* _TASK DESCRIPTION_: Locate each line in the items that contains the word "with" and copy it in full. Treat uppercase and lowercase letters as distinct.

——

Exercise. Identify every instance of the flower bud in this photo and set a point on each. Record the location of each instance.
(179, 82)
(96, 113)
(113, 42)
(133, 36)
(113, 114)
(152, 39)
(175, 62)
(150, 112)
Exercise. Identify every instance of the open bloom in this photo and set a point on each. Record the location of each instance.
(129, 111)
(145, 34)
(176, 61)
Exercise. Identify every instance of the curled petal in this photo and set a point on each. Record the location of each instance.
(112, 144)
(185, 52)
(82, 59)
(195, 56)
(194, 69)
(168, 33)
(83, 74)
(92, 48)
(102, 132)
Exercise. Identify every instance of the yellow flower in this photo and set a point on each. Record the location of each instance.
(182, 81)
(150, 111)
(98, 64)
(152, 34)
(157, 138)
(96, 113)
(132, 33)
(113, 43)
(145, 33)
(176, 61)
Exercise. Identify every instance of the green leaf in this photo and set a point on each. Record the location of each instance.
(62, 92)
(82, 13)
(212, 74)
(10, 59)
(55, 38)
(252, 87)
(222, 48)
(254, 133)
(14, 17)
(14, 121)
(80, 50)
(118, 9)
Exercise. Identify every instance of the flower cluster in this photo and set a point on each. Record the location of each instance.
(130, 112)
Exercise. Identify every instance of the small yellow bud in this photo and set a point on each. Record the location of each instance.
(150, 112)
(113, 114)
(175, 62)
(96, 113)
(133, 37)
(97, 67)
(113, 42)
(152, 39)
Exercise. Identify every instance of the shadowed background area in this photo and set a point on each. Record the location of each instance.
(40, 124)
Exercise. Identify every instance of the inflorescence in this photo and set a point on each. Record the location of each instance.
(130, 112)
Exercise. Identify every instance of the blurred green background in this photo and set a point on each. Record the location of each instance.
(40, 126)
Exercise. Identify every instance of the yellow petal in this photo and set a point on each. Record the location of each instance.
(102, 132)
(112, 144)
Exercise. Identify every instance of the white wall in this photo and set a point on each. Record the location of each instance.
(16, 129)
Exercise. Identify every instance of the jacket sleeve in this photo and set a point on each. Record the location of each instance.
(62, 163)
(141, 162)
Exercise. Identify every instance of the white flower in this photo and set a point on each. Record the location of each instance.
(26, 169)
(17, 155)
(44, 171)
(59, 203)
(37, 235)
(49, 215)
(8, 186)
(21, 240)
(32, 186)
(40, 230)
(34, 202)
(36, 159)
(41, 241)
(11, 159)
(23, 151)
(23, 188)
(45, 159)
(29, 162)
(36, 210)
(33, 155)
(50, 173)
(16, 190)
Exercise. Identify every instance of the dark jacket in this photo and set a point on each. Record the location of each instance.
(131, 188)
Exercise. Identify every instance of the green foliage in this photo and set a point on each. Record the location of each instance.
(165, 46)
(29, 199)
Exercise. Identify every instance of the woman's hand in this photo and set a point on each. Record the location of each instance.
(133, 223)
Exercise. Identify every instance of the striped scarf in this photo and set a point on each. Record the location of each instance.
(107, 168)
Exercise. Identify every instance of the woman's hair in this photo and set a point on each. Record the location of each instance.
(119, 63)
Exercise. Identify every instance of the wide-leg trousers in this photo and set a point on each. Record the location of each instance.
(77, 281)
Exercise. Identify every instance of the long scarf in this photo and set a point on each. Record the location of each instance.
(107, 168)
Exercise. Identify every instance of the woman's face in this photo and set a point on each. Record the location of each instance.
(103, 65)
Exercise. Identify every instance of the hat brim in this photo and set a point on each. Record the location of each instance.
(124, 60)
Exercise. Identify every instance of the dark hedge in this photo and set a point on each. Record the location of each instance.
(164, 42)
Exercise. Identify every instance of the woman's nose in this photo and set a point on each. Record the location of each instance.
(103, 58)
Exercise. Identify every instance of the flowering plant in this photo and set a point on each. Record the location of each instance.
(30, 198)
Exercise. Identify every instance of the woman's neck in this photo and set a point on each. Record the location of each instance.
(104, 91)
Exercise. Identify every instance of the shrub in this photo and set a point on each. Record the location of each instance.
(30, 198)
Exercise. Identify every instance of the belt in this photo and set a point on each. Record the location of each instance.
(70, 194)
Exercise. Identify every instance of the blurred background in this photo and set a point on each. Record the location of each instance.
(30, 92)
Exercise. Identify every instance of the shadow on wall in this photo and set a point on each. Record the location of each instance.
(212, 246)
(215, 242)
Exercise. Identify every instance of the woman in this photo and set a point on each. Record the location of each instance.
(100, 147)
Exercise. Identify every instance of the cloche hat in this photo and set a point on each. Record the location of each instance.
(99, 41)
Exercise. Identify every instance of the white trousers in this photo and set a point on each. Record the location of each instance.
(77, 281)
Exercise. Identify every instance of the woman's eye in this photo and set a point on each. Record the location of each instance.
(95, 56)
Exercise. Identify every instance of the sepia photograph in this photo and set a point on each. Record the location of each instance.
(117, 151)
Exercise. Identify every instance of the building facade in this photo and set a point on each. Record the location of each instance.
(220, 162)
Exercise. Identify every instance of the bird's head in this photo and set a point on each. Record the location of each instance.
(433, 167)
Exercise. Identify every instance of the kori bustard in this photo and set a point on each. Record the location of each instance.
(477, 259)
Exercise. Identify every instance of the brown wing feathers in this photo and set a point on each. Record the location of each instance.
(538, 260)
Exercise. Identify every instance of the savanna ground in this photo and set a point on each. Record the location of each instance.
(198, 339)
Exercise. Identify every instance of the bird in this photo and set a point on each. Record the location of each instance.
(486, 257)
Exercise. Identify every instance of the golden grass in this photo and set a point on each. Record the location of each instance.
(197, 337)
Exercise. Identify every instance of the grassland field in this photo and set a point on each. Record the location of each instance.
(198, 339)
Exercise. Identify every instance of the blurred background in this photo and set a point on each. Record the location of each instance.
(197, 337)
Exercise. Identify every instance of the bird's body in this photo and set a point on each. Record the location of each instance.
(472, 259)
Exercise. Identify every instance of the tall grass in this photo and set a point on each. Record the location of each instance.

——

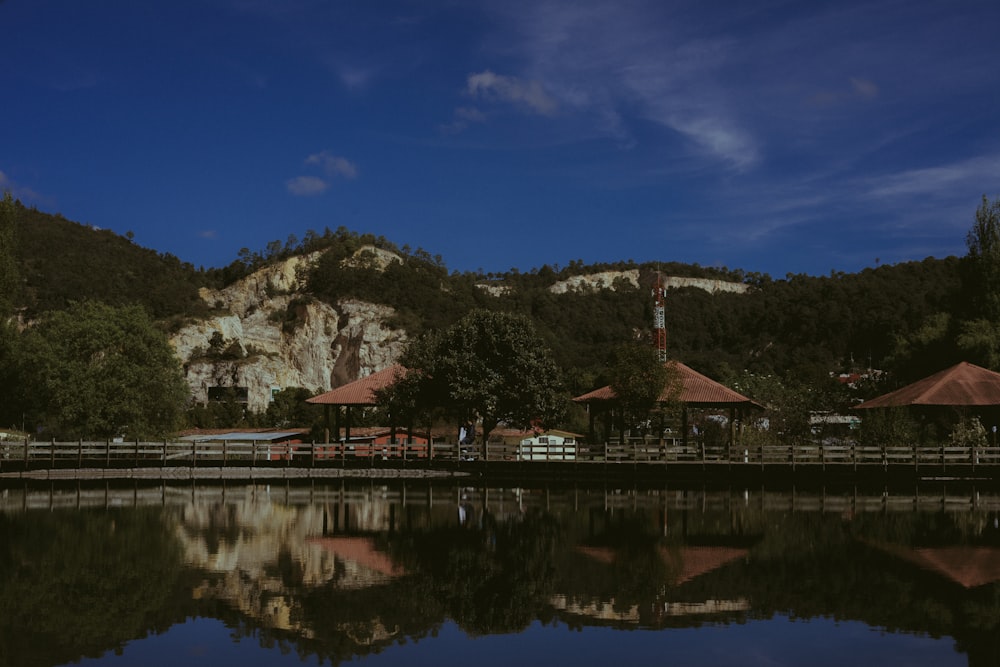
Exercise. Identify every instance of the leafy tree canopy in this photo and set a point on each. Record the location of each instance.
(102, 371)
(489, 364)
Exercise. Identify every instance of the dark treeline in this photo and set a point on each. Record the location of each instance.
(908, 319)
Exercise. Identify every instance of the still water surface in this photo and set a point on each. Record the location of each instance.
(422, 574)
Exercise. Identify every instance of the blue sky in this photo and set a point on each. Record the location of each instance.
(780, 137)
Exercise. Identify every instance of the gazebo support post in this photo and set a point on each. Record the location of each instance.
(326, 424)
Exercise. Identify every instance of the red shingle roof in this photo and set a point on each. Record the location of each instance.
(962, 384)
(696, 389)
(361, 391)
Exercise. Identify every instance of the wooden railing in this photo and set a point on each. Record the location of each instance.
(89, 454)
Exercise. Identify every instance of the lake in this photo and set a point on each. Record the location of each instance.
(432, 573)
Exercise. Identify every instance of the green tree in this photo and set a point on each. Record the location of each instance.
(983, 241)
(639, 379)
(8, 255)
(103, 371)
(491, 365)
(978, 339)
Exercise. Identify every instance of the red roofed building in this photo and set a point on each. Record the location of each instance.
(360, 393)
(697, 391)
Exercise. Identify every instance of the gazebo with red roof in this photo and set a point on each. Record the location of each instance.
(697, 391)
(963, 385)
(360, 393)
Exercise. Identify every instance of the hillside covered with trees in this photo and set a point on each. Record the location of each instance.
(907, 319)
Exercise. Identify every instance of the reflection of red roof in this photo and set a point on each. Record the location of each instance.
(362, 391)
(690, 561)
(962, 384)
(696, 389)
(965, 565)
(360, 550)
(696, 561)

——

* _SOLUTION TO THIS TASK_:
Exercise. Identify every instance of the gazebo with red roof in this photo and set a point on each. Record the location of each instance.
Exercise. Identify every instance of the hillside covered with trees in this photo and set a point on each. Record the location of each instance.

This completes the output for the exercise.